(Photo-based referring expression data)
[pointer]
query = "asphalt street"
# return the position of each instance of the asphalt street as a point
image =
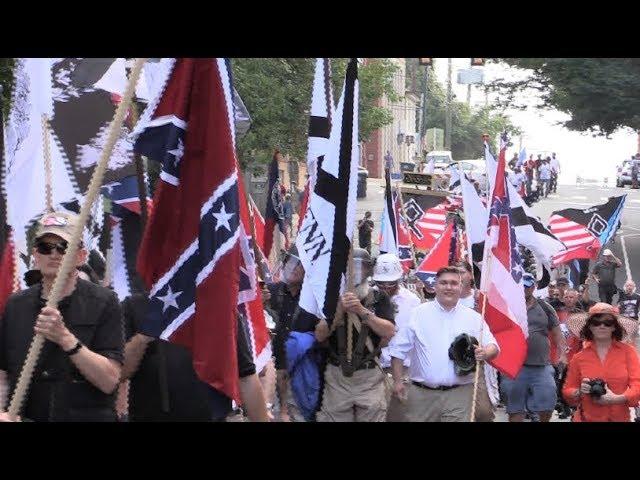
(626, 245)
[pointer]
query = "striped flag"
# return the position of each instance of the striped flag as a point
(190, 252)
(585, 231)
(319, 127)
(388, 225)
(324, 241)
(505, 309)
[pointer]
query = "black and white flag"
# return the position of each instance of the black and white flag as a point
(530, 231)
(324, 241)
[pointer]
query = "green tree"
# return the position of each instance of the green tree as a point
(6, 81)
(277, 94)
(468, 124)
(600, 94)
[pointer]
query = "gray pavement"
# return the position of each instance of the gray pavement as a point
(568, 196)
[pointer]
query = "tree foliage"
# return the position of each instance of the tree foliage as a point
(6, 81)
(600, 94)
(277, 94)
(468, 124)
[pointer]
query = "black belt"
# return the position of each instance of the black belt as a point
(364, 366)
(441, 387)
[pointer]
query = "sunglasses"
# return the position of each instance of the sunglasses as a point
(606, 323)
(45, 248)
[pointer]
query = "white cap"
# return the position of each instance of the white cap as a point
(387, 268)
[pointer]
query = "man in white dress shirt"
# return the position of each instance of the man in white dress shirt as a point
(387, 273)
(437, 393)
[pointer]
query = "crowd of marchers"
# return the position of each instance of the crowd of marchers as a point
(397, 350)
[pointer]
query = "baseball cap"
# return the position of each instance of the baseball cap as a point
(62, 224)
(528, 280)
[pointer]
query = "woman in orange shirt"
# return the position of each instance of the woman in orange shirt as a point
(605, 357)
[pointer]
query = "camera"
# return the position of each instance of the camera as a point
(598, 387)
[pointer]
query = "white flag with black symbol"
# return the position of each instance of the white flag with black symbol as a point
(324, 241)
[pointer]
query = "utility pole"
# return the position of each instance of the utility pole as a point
(447, 138)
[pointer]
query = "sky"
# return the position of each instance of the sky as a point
(578, 153)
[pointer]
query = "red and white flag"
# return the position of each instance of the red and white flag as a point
(505, 310)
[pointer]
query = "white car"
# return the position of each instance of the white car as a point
(476, 169)
(441, 160)
(623, 176)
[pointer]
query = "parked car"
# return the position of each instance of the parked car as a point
(442, 159)
(623, 175)
(476, 169)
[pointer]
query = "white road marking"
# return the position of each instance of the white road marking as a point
(626, 258)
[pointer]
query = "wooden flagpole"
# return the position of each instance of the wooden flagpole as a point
(47, 164)
(486, 267)
(67, 266)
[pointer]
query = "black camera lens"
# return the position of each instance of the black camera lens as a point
(598, 387)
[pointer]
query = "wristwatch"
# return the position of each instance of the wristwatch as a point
(366, 316)
(74, 350)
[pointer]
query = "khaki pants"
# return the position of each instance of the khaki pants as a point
(360, 398)
(453, 405)
(484, 407)
(396, 410)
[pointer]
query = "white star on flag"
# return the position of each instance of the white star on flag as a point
(169, 300)
(109, 187)
(177, 152)
(222, 218)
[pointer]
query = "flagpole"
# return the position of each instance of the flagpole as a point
(5, 215)
(142, 186)
(404, 217)
(256, 250)
(47, 163)
(67, 266)
(477, 374)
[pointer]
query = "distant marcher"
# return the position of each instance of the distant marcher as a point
(604, 272)
(365, 227)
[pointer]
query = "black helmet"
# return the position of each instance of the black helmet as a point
(462, 353)
(363, 254)
(362, 265)
(292, 253)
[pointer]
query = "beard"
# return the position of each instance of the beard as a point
(362, 290)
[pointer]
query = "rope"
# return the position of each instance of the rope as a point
(47, 163)
(68, 260)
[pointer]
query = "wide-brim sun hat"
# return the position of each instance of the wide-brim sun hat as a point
(576, 321)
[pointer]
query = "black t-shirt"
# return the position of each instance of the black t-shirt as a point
(556, 303)
(606, 272)
(365, 227)
(383, 308)
(285, 305)
(189, 399)
(59, 392)
(628, 304)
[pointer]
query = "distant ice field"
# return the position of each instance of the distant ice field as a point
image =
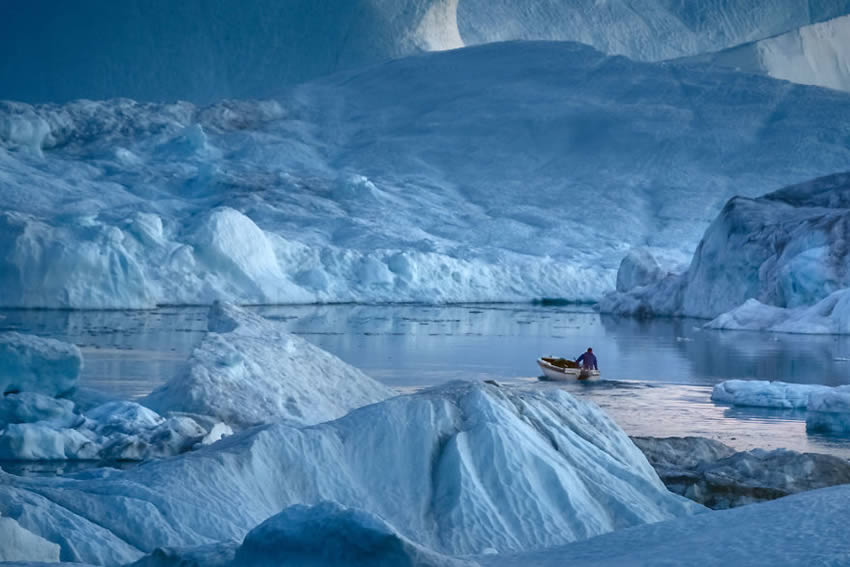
(658, 374)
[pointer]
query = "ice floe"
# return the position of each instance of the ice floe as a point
(462, 468)
(249, 370)
(777, 263)
(717, 476)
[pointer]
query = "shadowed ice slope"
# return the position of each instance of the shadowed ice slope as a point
(205, 50)
(459, 469)
(503, 172)
(780, 262)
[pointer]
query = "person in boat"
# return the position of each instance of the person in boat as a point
(587, 360)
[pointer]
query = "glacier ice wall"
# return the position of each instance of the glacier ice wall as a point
(817, 54)
(204, 51)
(501, 172)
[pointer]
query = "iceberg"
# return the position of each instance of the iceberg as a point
(828, 408)
(361, 188)
(22, 545)
(784, 265)
(816, 54)
(717, 476)
(208, 51)
(35, 364)
(761, 393)
(248, 371)
(801, 529)
(459, 469)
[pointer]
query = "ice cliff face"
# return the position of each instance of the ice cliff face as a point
(206, 51)
(458, 469)
(779, 262)
(818, 54)
(501, 172)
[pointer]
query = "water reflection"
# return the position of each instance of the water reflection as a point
(657, 373)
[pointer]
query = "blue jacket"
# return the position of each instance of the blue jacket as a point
(587, 360)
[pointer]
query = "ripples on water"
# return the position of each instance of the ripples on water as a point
(658, 374)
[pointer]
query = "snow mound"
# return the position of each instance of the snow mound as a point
(20, 544)
(761, 393)
(802, 529)
(360, 187)
(638, 268)
(644, 29)
(248, 370)
(713, 474)
(458, 469)
(34, 427)
(828, 408)
(328, 534)
(213, 50)
(785, 259)
(829, 316)
(829, 412)
(34, 364)
(817, 54)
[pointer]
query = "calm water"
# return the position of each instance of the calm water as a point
(657, 374)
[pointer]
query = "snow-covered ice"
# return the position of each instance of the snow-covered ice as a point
(207, 51)
(459, 469)
(248, 370)
(802, 529)
(774, 394)
(717, 476)
(446, 186)
(35, 364)
(779, 263)
(817, 54)
(827, 408)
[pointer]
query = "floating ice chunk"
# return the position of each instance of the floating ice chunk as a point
(249, 370)
(713, 474)
(638, 268)
(29, 407)
(767, 394)
(34, 364)
(830, 315)
(35, 427)
(19, 544)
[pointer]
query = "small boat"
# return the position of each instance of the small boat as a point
(563, 369)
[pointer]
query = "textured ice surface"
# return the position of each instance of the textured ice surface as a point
(802, 529)
(817, 54)
(208, 50)
(457, 469)
(713, 474)
(828, 408)
(761, 393)
(448, 185)
(248, 370)
(780, 262)
(35, 364)
(35, 427)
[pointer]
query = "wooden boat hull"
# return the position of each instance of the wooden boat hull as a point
(553, 372)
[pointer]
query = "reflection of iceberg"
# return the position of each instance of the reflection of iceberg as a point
(828, 408)
(330, 193)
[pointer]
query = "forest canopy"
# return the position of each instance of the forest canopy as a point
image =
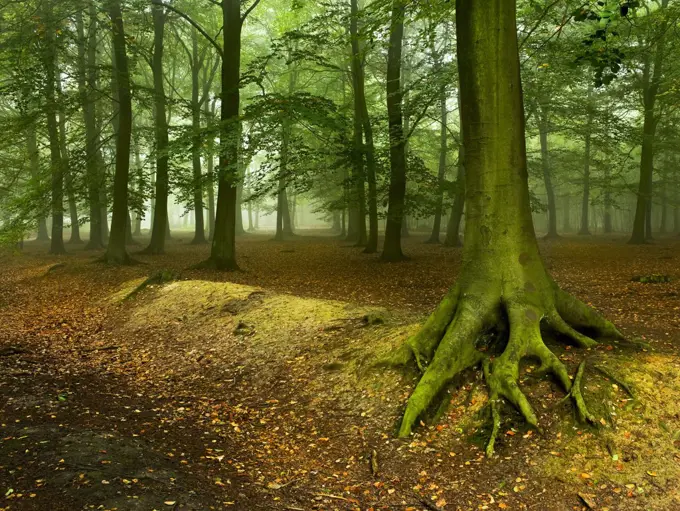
(430, 156)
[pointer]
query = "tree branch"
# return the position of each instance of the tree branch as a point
(192, 23)
(249, 10)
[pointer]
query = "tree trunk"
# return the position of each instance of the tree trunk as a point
(608, 225)
(199, 224)
(441, 174)
(116, 252)
(208, 114)
(34, 159)
(159, 229)
(566, 213)
(223, 249)
(585, 204)
(56, 162)
(68, 175)
(676, 209)
(87, 79)
(544, 128)
(458, 208)
(366, 147)
(651, 81)
(503, 285)
(397, 192)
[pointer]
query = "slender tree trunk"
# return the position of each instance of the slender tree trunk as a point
(585, 204)
(199, 224)
(544, 128)
(56, 162)
(34, 159)
(676, 209)
(223, 249)
(397, 192)
(651, 80)
(68, 175)
(160, 227)
(458, 208)
(441, 174)
(367, 149)
(139, 215)
(251, 227)
(663, 224)
(209, 115)
(87, 79)
(503, 283)
(608, 225)
(116, 252)
(566, 213)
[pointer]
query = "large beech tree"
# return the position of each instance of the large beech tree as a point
(116, 252)
(504, 288)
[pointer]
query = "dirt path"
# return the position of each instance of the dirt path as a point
(141, 405)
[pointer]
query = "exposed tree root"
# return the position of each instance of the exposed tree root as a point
(447, 343)
(616, 380)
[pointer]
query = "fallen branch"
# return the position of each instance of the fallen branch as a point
(12, 350)
(103, 348)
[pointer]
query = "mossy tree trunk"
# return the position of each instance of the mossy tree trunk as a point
(503, 285)
(116, 252)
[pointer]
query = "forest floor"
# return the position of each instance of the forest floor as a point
(253, 390)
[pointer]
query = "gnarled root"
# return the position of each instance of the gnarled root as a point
(449, 339)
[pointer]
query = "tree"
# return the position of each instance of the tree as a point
(652, 75)
(223, 248)
(116, 252)
(57, 166)
(395, 215)
(503, 287)
(87, 84)
(367, 148)
(160, 217)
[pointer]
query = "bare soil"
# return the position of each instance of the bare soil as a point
(253, 390)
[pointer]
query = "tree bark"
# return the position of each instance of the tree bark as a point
(503, 283)
(210, 157)
(651, 82)
(441, 174)
(566, 213)
(367, 148)
(397, 191)
(585, 204)
(34, 159)
(87, 79)
(160, 227)
(51, 108)
(544, 128)
(223, 249)
(116, 252)
(458, 208)
(199, 223)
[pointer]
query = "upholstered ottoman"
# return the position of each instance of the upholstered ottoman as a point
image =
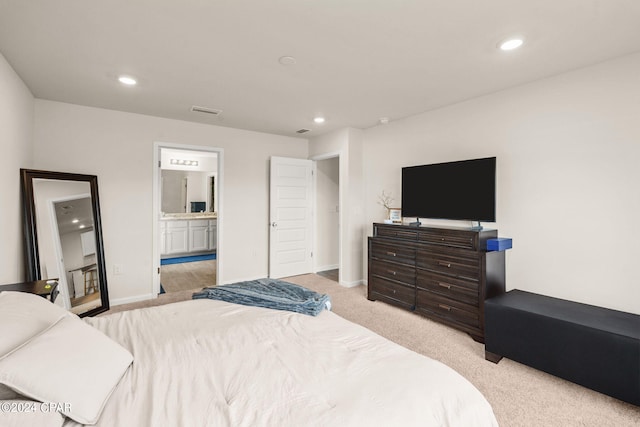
(592, 346)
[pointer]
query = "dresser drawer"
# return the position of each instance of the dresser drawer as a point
(395, 231)
(455, 263)
(396, 293)
(451, 238)
(382, 249)
(394, 271)
(447, 309)
(466, 291)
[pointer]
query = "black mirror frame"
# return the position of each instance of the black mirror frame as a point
(32, 256)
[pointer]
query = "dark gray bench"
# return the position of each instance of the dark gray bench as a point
(592, 346)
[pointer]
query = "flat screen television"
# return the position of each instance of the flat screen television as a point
(462, 190)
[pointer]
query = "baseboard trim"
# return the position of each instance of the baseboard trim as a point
(352, 284)
(327, 267)
(127, 300)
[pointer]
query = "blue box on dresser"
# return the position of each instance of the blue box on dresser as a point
(499, 244)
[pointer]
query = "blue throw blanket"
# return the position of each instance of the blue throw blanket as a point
(269, 293)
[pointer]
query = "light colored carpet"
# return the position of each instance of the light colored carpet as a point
(188, 275)
(520, 396)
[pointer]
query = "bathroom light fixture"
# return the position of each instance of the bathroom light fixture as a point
(127, 80)
(183, 162)
(511, 44)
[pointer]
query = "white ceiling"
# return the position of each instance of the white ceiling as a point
(357, 60)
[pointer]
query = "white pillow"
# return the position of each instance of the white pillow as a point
(71, 363)
(20, 413)
(23, 316)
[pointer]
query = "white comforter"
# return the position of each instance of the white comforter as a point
(211, 363)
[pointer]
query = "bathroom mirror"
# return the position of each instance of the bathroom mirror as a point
(63, 238)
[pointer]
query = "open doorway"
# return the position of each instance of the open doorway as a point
(327, 260)
(187, 211)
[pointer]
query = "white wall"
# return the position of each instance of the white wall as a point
(327, 214)
(16, 135)
(118, 148)
(568, 151)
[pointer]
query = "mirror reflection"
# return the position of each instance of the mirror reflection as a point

_About this task_
Transcribe exactly, starting at the line with "# return the position of each instance of the light" and continuing through the last line of the data above; leave out all earlier lines.

_Result_
# return the position of each instance of the light colored carpet as a point
(188, 275)
(520, 396)
[pointer]
query = "bathroom light fixture"
# return the position of each instance of the bathroom light fixture as a point
(127, 80)
(183, 162)
(511, 44)
[pointer]
query = "white ceiling"
# return the position of each instance of the white ceiling as a point
(357, 60)
[pointer]
query = "white pillow"
# return the position of each instance of the white pillow as a point
(71, 363)
(20, 413)
(23, 316)
[pointer]
query = "white comforter"
# return the position of each instance of the white comforter as a point
(211, 363)
[pointer]
query = "bathroom mirror"
# return the position of each instance of the bathroom mirror as a point
(63, 238)
[pointer]
query = "open doorway"
# return the position of each instance of the open doorway as a point
(327, 260)
(187, 211)
[pointer]
query = "white wall"
# return the position of each instance of the white wall as a point
(327, 214)
(16, 135)
(118, 148)
(568, 151)
[pointer]
query = "mirror reflection"
# return the position of each instance of the mirror reflection as a point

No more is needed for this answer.